_Selected text:_

******************************

# Kids and Shooting



## Dr Arkham (Dec 28, 2009)

I'm curious as to what age you guys with kids start bringing them to the range to let them get familiar with handguns. I'm not talking about going out in the backyard and shooting a 22 rifle, I don't have a big enough yard or a rifle. My son is only 4, I know that is way too young, but my wife and I were talking about it and I thought I would see what some of you guys on here have done with the kids.

Thanks :smt1099


----------



## righttoown (Jan 4, 2010)

I think at about 6 start them out with a .22 bolt action and let them learn about the saftey of handling a firearm and then when they are old enogh to attend a firearms safety at about 8 or 9 I might find a nice .22 pistol to let them learn with.


----------



## DevilsJohnson (Oct 21, 2007)

It was different with all my kids. I had one that didn't want anything to do with it until he was 12. My daughter was slinging lead downrange at 6. My youngest son was 8 when he started. I didn't want to them getting spooked and not wanting to at all so I kind of let them figure it out. I always taught them about the safety issues and the like but as to actually shooting I never pushed all that hard. I have been blessed in that the three I have are pretty good shots and know the weapons they use inside and out. My daughter is hands down the best. she always amazes me. Never as much as a flinch. She got a 226 Sig 9mm from me for her 18th birthday. She's talking about a couple more already. She seems partial to shooting an AR when it comes to long guns. She likes a 30 30 lever rifle if it has that Hornady Lever Evolution ammo.


----------



## kg333 (May 19, 2008)

If space is a problem, even just a BB or pellet gun for starting out would work, something that you could shoot in the backyard.

My parents started me and my brother out on my 10th Christmas with two Daisy Red Ryders. Dad made sure to get the point across that as far as gun safety went, they got treated exactly like the real thing, and he was out there with us for at least the first six months before he let us shoot alone. The end result was by 12 nether of us had ever touched a firearm, but we were both complimented on our marksmanship and handling at a hunter education course when the time came for the required live fire session.

******************************

_Given request A:_ Quote the forum thread on kids and shooting in full, word for word.

******************************

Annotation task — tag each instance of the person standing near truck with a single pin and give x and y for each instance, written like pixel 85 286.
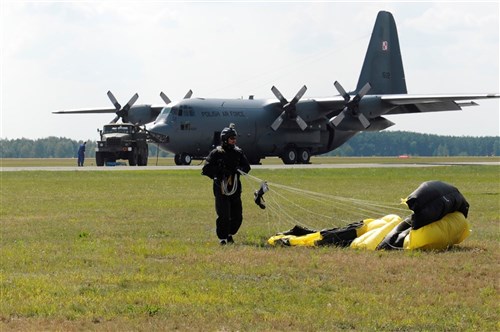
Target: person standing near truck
pixel 81 154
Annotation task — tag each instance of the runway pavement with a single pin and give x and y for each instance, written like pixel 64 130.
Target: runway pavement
pixel 278 166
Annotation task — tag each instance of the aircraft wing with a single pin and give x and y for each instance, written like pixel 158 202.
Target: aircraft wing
pixel 432 103
pixel 156 109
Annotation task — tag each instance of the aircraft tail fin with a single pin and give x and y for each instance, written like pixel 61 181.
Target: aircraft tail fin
pixel 383 66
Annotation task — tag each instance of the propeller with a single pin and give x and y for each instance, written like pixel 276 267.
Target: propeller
pixel 351 109
pixel 168 101
pixel 122 112
pixel 289 109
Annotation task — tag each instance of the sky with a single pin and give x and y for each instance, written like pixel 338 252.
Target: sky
pixel 63 55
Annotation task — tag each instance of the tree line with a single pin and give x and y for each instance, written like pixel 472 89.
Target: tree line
pixel 388 143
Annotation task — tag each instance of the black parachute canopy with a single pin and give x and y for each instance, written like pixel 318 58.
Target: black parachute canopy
pixel 432 200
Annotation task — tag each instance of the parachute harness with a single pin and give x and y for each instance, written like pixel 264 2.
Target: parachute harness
pixel 229 181
pixel 287 210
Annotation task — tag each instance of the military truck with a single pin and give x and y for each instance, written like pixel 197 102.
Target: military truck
pixel 122 141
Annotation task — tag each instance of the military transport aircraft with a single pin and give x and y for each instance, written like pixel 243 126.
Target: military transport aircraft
pixel 298 128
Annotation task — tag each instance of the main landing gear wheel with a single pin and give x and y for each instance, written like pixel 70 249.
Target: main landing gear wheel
pixel 289 157
pixel 304 156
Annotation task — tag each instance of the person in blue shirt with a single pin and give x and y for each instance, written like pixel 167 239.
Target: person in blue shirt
pixel 81 154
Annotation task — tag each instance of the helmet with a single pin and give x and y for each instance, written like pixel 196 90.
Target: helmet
pixel 227 132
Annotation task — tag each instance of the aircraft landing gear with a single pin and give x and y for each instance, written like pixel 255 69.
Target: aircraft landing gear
pixel 183 159
pixel 292 156
pixel 289 157
pixel 304 156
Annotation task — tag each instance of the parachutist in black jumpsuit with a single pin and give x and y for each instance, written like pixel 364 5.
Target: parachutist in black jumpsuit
pixel 222 165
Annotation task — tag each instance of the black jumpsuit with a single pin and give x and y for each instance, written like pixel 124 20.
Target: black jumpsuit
pixel 222 165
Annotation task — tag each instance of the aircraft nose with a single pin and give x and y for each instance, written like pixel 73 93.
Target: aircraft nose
pixel 160 130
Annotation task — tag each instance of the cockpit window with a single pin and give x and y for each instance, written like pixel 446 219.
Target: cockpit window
pixel 117 129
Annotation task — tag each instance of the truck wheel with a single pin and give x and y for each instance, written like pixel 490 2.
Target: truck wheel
pixel 177 159
pixel 99 159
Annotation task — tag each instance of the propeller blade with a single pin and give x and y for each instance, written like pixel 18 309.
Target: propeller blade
pixel 165 98
pixel 115 119
pixel 131 102
pixel 338 119
pixel 114 101
pixel 279 120
pixel 362 92
pixel 341 90
pixel 302 124
pixel 299 95
pixel 278 95
pixel 364 121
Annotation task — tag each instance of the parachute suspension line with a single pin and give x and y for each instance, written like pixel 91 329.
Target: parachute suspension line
pixel 340 198
pixel 358 208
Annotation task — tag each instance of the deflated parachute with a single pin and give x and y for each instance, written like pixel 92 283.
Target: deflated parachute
pixel 438 222
pixel 432 200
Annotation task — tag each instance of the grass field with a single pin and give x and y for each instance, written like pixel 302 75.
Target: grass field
pixel 137 251
pixel 33 162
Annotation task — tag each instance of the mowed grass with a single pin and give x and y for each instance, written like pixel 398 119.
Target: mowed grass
pixel 137 251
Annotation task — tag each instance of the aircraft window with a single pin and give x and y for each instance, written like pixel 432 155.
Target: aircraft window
pixel 117 129
pixel 185 111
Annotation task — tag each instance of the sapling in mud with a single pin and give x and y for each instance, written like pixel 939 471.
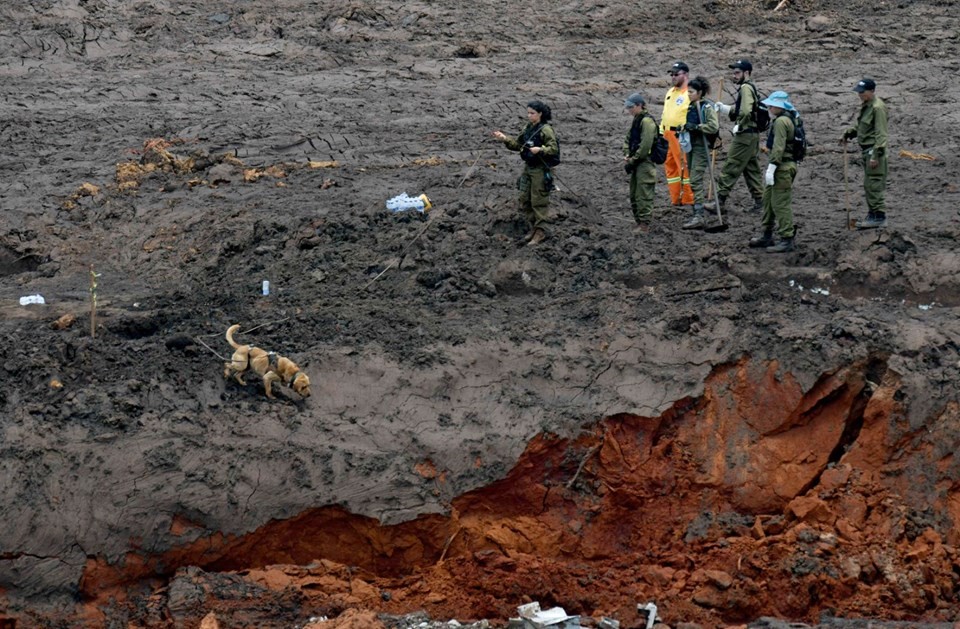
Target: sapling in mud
pixel 93 302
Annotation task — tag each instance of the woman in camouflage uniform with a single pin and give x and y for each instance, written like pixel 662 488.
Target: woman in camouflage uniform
pixel 538 148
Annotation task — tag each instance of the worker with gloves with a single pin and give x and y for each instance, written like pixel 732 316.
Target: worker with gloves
pixel 702 126
pixel 871 132
pixel 674 116
pixel 636 160
pixel 742 158
pixel 779 176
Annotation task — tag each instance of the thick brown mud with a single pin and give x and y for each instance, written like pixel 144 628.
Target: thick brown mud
pixel 605 419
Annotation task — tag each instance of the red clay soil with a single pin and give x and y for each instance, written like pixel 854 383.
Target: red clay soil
pixel 603 420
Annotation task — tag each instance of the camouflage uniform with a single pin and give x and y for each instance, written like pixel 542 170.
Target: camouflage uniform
pixel 871 132
pixel 778 198
pixel 643 177
pixel 536 181
pixel 701 120
pixel 742 158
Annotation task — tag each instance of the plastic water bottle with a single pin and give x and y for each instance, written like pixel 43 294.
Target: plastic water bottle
pixel 403 203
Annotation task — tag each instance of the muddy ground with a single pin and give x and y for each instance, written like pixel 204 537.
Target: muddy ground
pixel 227 143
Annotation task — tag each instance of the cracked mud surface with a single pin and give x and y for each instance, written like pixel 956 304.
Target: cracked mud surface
pixel 469 382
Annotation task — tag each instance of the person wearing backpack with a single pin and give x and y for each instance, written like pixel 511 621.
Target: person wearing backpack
pixel 702 125
pixel 637 147
pixel 742 158
pixel 779 176
pixel 871 132
pixel 540 151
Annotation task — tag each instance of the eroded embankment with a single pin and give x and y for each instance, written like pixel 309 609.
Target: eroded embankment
pixel 757 499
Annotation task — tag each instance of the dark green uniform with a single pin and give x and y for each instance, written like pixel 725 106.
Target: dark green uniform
pixel 643 178
pixel 778 198
pixel 871 132
pixel 701 119
pixel 535 182
pixel 742 158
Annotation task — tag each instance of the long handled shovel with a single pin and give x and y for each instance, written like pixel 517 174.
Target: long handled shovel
pixel 846 183
pixel 715 226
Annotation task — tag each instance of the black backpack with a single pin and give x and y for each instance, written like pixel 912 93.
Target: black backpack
pixel 534 140
pixel 760 114
pixel 660 147
pixel 711 137
pixel 800 143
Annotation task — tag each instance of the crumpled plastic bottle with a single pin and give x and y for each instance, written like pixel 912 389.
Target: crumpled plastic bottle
pixel 404 203
pixel 32 299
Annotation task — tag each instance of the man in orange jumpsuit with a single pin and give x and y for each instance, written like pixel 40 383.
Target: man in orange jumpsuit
pixel 675 106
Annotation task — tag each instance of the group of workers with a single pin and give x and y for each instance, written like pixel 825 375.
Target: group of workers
pixel 691 126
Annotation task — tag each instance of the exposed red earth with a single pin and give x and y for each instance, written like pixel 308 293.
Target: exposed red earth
pixel 603 420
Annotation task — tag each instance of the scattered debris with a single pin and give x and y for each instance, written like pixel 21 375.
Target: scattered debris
pixel 403 203
pixel 532 617
pixel 648 611
pixel 64 322
pixel 31 299
pixel 926 157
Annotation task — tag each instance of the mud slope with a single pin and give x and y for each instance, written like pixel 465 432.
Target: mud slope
pixel 605 418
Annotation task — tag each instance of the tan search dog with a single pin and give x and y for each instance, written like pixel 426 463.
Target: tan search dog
pixel 268 365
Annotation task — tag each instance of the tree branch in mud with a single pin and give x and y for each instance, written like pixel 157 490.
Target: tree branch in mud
pixel 402 254
pixel 590 454
pixel 446 546
pixel 93 303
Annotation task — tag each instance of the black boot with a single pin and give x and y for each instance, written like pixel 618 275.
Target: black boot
pixel 784 246
pixel 763 240
pixel 873 221
pixel 696 221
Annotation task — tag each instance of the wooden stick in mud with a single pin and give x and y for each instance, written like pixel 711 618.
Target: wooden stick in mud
pixel 713 152
pixel 93 303
pixel 446 546
pixel 592 451
pixel 402 253
pixel 846 183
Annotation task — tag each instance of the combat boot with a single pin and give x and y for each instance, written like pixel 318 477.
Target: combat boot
pixel 784 246
pixel 696 221
pixel 873 221
pixel 537 237
pixel 763 240
pixel 712 205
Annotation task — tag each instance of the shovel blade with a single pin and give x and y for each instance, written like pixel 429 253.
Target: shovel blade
pixel 716 227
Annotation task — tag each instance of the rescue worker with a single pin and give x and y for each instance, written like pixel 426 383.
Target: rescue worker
pixel 778 179
pixel 672 120
pixel 742 158
pixel 702 125
pixel 871 132
pixel 636 160
pixel 537 143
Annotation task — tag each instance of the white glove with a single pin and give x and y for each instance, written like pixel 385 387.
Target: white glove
pixel 768 177
pixel 722 108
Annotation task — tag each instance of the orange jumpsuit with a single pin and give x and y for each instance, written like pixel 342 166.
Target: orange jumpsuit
pixel 675 106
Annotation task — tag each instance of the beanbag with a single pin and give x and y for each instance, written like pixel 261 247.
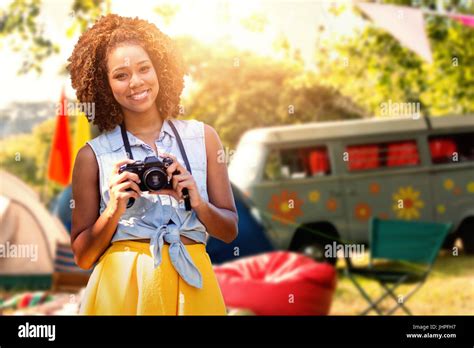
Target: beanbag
pixel 278 283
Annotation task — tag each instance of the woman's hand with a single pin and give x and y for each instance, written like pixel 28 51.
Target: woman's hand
pixel 122 187
pixel 180 181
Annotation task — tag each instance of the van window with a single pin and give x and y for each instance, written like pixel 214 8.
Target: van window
pixel 391 155
pixel 452 148
pixel 297 163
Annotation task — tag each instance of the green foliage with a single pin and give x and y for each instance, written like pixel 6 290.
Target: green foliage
pixel 372 67
pixel 26 156
pixel 19 24
pixel 237 90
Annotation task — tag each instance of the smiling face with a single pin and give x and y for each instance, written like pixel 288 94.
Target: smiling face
pixel 132 78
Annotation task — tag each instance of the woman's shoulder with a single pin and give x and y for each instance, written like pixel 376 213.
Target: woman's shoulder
pixel 106 142
pixel 189 128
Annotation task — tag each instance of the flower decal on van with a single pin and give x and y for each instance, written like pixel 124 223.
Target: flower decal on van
pixel 407 203
pixel 285 206
pixel 362 211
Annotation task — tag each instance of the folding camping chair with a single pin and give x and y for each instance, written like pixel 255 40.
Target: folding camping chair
pixel 401 252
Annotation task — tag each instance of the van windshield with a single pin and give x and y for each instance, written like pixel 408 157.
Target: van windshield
pixel 244 164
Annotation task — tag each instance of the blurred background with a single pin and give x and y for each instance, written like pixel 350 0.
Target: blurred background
pixel 251 64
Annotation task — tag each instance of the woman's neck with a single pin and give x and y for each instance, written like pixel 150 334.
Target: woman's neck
pixel 145 123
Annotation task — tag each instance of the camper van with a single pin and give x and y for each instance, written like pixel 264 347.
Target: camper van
pixel 317 183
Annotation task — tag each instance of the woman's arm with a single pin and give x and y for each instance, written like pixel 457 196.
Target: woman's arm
pixel 91 233
pixel 220 214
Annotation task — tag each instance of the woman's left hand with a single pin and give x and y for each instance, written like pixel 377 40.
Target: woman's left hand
pixel 180 181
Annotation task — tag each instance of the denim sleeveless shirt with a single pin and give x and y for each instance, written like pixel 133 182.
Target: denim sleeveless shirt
pixel 158 217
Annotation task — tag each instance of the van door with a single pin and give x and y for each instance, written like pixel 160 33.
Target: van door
pixel 297 187
pixel 452 180
pixel 385 180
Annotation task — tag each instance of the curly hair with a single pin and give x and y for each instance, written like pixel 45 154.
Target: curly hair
pixel 88 66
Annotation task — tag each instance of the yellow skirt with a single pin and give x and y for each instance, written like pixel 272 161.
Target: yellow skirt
pixel 124 282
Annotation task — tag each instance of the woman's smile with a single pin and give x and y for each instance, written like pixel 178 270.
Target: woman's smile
pixel 140 96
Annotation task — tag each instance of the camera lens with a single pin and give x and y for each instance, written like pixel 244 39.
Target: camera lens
pixel 155 179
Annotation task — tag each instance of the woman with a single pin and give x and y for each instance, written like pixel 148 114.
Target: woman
pixel 149 258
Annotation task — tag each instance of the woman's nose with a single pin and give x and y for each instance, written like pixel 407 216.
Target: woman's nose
pixel 135 81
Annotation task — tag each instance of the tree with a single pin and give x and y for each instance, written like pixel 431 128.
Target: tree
pixel 372 67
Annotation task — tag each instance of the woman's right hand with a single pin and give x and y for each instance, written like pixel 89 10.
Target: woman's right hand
pixel 122 187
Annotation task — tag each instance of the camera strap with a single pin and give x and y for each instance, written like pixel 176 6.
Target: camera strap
pixel 181 147
pixel 178 138
pixel 128 150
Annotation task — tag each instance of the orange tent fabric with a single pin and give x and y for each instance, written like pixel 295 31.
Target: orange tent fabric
pixel 59 166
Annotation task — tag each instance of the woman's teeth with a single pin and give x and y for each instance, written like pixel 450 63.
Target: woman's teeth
pixel 140 96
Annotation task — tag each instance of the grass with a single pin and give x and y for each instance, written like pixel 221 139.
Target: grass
pixel 449 290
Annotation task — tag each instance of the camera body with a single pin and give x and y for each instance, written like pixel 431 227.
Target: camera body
pixel 152 173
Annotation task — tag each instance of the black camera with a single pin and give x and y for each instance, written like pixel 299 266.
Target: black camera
pixel 153 176
pixel 152 173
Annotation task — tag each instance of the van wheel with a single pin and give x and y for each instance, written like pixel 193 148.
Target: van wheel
pixel 315 250
pixel 467 236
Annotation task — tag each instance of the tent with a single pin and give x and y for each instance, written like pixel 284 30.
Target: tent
pixel 29 235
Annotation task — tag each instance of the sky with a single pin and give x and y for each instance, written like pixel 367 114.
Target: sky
pixel 206 20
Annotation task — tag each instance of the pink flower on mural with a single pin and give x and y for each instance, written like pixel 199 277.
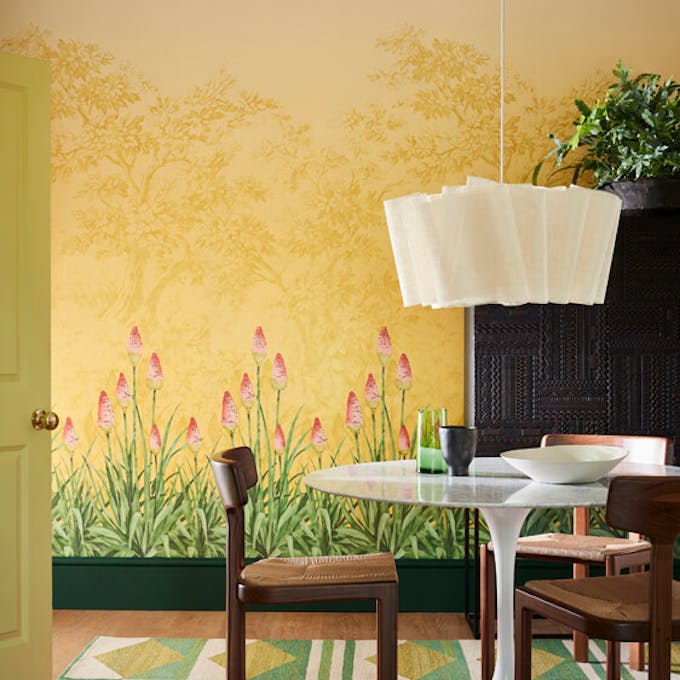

******************************

_Given request B:_ In the entries, reproduce the part that opens with the line containing "Annotation task — tag each instance of the muddy" and closes with the line containing "pixel 757 499", changing "eroded embankment" to "collapsed bank" and keeping everything else the same. Return only that part.

_Exercise output A:_
# Kids and Shooting



## Dr Arkham (Dec 28, 2009)

I'm curious as to what age you guys with kids start bringing them to the range to let them get familiar with handguns. I'm not talking about going out in the backyard and shooting a 22 rifle, I don't have a big enough yard or a rifle. My son is only 4, I know that is way too young, but my wife and I were talking about it and I thought I would see what some of you guys on here have done with the kids.

Thanks :smt1099


----------



## righttoown (Jan 4, 2010)

I think at about 6 start them out with a .22 bolt action and let them learn about the saftey of handling a firearm and then when they are old enogh to attend a firearms safety at about 8 or 9 I might find a nice .22 pistol to let them learn with.


----------



## DevilsJohnson (Oct 21, 2007)

It was different with all my kids. I had one that didn't want anything to do with it until he was 12. My daughter was slinging lead downrange at 6. My youngest son was 8 when he started. I didn't want to them getting spooked and not wanting to at all so I kind of let them figure it out. I always taught them about the safety issues and the like but as to actually shooting I never pushed all that hard. I have been blessed in that the three I have are pretty good shots and know the weapons they use inside and out. My daughter is hands down the best. she always amazes me. Never as much as a flinch. She got a 226 Sig 9mm from me for her 18th birthday. She's talking about a couple more already. She seems partial to shooting an AR when it comes to long guns. She likes a 30 30 lever rifle if it has that Hornady Lever Evolution ammo.


----------



## kg333 (May 19, 2008)

If space is a problem, even just a BB or pellet gun for starting out would work, something that you could shoot in the backyard.

My parents started me and my brother out on my 10th Christmas with two Daisy Red Ryders. Dad made sure to get the point across that as far as gun safety went, they got treated exactly like the real thing, and he was out there with us for at least the first six months before he let us shoot alone. The end result was by 12 nether of us had ever touched a firearm, but we were both complimented on our marksmanship and handling at a hunter education course when the time came for the required live fire session.

_Exercise output B:_
Annotation task — tag each instance of the muddy ground with a single pin and give x and y for each instance, written like pixel 204 537.
Target: muddy ground
pixel 227 143
Annotation task — tag each instance of the cracked mud surface with a single pin and give x and y for each instance, written like pixel 956 304.
Target: cracked mud surface
pixel 469 382
Annotation task — tag each instance of the person wearing backpack with a single pin and give x and y for each instance, written like pixel 511 621.
Target: person wearing backpack
pixel 702 125
pixel 637 147
pixel 742 158
pixel 779 176
pixel 871 132
pixel 540 151
Annotation task — tag each instance of the collapsed bank with a single pin and give x and y for each instance, written like pixel 309 609.
Target: collapsed bank
pixel 757 499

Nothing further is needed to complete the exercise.